-- begin --
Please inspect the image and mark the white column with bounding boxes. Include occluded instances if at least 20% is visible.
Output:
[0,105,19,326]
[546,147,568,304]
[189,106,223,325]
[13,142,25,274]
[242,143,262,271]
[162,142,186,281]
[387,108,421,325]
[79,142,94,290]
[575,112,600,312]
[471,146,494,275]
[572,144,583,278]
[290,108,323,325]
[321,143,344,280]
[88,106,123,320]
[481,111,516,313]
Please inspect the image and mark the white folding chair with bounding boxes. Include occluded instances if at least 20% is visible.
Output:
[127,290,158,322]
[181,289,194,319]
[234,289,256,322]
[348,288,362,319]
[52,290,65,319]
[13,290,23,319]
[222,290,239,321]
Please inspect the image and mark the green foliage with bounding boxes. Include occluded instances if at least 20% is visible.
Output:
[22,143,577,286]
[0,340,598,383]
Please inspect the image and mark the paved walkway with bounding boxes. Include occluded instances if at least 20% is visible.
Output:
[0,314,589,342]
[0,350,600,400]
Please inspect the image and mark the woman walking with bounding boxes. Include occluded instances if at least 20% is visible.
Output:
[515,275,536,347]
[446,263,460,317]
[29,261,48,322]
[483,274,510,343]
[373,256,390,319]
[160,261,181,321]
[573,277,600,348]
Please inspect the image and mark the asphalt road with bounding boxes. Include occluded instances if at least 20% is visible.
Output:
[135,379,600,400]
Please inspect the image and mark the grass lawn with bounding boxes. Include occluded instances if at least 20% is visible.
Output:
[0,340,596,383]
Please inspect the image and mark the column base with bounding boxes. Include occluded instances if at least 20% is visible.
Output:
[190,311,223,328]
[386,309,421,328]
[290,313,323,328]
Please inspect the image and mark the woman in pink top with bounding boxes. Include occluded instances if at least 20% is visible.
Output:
-- end --
Copy every line above that contains the word "woman", matching case exactly.

Please inspect the image and mark the woman walking with bounding boxes. Include occluded instances if at least 20% is visible.
Please inspect the image and mark the woman in pink top with bounding boxes. Include occluded instances if at least 20% is visible.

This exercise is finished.